— YOUR INSTRUCTIONS —
The range to reproduce runs from the line containing "# input photograph follows" through the last line of the listing below; give exactly those lines and no others.

— INPUT DATA —
───
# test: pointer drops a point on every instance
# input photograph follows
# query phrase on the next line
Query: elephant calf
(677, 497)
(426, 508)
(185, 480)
───
— EXERCISE ANSWER —
# input photograph follows
# query phrase on the next line
Query: elephant calf
(677, 497)
(426, 508)
(185, 480)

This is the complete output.